Exercise objective >>
Exactly the line that contains "Practice step: locate the air" and the lines following it to the end of the data are to be reproduced, and nothing more.

Stored data entries >>

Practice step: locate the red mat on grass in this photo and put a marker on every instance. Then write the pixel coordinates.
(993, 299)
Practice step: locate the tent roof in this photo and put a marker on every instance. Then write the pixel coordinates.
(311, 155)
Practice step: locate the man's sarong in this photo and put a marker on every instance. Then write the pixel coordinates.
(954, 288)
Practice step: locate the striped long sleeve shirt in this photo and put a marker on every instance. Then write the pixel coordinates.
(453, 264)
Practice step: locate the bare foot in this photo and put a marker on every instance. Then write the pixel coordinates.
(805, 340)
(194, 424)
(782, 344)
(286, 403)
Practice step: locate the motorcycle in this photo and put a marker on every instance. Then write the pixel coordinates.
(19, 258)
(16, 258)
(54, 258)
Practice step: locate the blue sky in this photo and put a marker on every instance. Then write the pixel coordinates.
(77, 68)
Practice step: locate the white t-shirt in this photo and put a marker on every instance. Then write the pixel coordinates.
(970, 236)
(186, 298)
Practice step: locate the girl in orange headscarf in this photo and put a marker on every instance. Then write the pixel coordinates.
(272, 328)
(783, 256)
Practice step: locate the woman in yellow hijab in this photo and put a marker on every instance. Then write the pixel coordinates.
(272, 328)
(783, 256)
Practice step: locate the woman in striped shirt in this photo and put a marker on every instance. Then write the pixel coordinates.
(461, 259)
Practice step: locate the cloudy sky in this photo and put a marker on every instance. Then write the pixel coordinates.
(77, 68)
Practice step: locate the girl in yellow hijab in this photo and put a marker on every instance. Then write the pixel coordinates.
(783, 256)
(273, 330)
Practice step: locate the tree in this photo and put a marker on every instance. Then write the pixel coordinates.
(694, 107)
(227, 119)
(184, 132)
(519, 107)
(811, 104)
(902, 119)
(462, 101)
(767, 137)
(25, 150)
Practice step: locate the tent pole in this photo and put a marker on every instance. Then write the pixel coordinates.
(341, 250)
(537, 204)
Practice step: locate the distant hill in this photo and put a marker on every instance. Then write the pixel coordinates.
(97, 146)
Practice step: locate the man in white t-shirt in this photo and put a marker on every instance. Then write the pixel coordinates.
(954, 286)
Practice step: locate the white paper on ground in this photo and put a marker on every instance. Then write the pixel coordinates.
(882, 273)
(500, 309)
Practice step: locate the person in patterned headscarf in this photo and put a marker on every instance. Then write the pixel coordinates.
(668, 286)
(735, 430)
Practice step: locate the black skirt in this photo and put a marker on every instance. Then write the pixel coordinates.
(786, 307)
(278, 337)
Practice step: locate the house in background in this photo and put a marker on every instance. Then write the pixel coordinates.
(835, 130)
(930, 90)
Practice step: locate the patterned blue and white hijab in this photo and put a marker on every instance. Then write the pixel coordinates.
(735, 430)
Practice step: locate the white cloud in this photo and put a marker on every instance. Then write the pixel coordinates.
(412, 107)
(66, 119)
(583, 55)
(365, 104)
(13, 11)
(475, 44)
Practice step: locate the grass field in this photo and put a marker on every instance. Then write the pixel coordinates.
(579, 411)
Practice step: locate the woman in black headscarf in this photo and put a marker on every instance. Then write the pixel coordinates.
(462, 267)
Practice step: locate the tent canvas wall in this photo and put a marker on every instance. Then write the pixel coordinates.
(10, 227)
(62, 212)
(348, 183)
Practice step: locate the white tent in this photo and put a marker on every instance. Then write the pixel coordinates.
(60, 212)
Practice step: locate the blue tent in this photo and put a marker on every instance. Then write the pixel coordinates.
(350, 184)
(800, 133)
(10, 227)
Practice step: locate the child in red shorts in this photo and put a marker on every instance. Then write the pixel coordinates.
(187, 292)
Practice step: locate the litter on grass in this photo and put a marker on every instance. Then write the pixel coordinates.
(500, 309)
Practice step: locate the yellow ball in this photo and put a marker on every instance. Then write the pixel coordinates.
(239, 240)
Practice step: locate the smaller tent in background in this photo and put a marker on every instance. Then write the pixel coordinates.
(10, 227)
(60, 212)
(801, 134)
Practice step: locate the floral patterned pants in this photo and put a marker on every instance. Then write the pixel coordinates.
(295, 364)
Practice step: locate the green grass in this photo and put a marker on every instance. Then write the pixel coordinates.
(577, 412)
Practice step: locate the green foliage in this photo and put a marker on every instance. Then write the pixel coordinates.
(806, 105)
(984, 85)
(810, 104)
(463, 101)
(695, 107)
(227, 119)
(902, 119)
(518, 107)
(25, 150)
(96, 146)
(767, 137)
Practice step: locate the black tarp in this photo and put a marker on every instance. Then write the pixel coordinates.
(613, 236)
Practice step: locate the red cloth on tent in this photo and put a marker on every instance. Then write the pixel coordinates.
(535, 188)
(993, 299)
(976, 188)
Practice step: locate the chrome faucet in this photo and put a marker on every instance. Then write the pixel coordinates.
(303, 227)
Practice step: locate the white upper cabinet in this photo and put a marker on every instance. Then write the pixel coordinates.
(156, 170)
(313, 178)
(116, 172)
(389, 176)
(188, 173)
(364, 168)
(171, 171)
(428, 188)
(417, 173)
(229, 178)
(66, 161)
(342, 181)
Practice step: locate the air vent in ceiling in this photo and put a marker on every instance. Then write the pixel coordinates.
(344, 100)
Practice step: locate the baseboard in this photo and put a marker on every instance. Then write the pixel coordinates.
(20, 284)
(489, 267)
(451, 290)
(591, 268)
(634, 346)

Result of this task >>
Practice step: locate the air vent in ceiling in this photo and put a marker on every instance. Then write the pixel coordinates.
(344, 100)
Practice step: locate the baseboard in this photo and put a marker on every instance. Then write the pixel coordinates.
(20, 284)
(489, 267)
(451, 290)
(591, 268)
(634, 346)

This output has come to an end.